* BEGIN *
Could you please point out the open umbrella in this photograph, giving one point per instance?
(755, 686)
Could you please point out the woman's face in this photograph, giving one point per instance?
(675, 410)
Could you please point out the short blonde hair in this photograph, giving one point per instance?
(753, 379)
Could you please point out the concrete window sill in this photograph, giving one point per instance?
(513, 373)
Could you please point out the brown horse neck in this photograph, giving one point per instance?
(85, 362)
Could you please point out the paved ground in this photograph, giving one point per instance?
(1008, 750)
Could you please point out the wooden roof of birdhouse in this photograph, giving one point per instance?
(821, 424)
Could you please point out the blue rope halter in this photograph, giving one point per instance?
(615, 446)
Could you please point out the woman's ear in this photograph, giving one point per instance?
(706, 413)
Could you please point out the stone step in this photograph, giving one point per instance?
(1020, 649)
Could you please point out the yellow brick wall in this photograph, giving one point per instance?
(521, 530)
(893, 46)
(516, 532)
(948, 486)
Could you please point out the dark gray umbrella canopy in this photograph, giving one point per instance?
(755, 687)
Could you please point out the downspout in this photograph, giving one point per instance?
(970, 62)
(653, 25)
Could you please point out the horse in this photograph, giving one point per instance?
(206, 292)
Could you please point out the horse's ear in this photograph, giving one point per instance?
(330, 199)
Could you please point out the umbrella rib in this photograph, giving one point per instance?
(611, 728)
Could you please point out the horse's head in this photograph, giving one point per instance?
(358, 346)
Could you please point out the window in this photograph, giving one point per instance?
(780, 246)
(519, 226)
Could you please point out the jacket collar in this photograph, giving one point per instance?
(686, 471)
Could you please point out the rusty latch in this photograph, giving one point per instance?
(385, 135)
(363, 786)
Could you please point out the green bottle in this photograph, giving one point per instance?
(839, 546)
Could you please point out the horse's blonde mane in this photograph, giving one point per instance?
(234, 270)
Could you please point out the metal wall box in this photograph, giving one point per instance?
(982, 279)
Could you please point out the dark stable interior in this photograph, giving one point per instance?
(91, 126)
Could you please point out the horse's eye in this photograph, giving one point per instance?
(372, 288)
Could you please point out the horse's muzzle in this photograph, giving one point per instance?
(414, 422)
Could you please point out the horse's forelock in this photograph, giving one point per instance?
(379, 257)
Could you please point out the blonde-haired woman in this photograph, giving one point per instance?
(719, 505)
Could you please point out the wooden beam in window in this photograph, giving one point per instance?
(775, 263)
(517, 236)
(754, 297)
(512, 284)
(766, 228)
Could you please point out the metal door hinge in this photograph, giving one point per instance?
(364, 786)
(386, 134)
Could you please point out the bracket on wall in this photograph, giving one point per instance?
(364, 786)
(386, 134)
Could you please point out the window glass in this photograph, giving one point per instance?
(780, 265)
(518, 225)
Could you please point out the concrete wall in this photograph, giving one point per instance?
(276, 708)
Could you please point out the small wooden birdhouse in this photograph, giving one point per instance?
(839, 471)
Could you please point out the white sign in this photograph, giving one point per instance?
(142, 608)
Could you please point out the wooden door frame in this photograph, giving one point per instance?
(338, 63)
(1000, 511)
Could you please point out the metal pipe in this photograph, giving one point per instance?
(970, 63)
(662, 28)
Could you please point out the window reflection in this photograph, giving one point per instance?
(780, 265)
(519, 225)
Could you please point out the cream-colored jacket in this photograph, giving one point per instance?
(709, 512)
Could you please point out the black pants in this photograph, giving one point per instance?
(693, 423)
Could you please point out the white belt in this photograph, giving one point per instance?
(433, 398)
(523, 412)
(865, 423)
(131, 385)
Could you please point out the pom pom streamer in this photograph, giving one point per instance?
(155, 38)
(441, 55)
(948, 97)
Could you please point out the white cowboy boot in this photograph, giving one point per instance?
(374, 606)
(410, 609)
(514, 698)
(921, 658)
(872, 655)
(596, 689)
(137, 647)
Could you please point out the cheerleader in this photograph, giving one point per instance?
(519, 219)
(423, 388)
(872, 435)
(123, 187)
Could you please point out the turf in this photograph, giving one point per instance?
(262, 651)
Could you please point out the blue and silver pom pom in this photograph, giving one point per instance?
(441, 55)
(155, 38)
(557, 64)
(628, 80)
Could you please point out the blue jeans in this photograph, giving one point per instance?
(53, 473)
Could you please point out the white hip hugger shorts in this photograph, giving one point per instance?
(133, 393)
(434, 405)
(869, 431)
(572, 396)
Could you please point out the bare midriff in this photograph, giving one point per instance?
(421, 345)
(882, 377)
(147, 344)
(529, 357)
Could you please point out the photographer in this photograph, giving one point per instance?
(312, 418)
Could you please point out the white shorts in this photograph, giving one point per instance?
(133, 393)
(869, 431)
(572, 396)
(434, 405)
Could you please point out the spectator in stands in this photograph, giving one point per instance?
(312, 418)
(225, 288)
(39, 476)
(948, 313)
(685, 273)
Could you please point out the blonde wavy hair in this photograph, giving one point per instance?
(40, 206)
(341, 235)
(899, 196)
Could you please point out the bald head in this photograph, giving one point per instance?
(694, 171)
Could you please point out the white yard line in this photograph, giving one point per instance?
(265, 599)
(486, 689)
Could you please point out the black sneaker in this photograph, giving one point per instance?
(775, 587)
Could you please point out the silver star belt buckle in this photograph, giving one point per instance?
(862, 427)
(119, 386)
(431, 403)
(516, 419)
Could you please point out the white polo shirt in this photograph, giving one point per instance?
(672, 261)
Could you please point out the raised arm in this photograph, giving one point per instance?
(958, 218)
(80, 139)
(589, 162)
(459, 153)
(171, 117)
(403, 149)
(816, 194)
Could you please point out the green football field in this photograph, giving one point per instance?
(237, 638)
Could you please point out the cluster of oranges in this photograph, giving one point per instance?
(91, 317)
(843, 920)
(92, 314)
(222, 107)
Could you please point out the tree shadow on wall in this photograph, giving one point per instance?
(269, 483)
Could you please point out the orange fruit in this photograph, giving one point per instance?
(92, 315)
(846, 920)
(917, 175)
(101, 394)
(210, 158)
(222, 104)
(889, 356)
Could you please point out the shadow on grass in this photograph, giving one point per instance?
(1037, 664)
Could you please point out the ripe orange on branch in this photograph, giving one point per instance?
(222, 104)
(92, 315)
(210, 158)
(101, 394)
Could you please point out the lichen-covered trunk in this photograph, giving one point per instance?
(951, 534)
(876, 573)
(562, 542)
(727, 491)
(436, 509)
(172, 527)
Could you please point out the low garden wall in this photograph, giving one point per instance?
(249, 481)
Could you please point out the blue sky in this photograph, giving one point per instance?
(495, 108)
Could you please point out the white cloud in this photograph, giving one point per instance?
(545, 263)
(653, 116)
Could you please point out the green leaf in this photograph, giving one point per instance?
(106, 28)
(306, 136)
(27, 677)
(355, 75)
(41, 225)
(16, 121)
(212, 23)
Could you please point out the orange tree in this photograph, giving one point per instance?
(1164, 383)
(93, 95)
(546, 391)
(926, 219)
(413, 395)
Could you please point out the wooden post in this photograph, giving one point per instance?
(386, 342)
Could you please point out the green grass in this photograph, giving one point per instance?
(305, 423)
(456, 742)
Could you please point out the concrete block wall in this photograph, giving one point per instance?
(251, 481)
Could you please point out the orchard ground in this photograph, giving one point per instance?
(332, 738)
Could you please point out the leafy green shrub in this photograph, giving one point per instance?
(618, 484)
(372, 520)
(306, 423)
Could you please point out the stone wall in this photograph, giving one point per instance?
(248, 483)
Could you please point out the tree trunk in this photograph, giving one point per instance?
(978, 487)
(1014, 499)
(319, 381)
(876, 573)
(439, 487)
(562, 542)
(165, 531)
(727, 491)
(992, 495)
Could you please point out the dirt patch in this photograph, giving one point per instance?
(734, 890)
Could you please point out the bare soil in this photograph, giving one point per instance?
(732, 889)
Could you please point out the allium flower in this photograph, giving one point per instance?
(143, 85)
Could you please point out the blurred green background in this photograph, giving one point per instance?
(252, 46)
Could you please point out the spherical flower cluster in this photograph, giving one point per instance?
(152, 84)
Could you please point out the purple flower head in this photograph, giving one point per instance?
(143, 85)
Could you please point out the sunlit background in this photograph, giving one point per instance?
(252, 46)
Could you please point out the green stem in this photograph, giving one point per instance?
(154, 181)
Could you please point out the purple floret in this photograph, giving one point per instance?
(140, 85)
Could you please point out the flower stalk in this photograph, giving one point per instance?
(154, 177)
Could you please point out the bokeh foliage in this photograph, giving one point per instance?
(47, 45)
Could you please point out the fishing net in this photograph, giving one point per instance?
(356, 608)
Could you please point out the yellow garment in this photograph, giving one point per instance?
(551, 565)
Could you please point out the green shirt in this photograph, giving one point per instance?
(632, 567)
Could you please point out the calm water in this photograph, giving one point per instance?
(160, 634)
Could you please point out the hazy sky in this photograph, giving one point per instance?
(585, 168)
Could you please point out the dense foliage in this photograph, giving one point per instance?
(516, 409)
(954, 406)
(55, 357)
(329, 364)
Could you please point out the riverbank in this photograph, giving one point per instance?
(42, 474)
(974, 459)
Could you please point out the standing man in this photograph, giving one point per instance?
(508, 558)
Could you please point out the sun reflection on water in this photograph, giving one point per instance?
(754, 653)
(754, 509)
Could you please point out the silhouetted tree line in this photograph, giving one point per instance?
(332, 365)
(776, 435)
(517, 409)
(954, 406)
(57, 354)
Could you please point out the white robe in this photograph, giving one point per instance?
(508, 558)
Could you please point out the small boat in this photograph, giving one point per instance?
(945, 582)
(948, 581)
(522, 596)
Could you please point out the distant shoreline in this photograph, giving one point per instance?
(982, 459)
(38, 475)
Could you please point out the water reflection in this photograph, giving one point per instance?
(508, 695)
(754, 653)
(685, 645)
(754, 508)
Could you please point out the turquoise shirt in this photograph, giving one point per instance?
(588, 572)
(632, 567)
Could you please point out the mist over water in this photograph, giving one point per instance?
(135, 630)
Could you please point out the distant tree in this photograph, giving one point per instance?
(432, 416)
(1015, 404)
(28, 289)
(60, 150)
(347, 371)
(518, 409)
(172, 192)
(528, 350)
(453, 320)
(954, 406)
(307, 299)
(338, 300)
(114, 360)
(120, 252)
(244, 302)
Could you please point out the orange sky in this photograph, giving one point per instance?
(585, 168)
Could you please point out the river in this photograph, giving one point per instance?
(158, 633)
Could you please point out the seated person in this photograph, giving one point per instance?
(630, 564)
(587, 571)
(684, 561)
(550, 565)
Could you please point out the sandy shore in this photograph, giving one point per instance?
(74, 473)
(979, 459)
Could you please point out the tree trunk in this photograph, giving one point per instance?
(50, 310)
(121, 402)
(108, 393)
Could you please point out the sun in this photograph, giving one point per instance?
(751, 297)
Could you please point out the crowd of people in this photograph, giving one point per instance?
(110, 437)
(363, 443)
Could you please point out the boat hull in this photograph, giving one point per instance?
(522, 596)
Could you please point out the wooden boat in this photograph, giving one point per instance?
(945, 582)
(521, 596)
* END *
◆ Task description
Starting with the line that contains "Could you please point out the river in", print each line through the last one in the listing. Include both end lines and add nothing.

◆ Reply
Could you please point out the river in this photograph, giving one point per instance?
(158, 633)
Could you please point out the seated person in this photograph, giving one point per instance?
(630, 564)
(587, 571)
(684, 561)
(550, 565)
Could you please point out the sandy shore in this photograph, giving one point per instance?
(74, 473)
(979, 459)
Could you please point out the tree trunk in this photograph, giving one point per instance?
(50, 310)
(121, 402)
(108, 393)
Could you please point out the sun in this photograph, giving one point per instance?
(751, 297)
Could you please point out the crowd of people in this photograph, giving one point per instance?
(110, 437)
(363, 443)
Could you please point out the boat hull in this photograph, giving one point per instance?
(522, 596)
Could you please point out the wooden boat in this photograph, giving one point per instance?
(945, 582)
(521, 596)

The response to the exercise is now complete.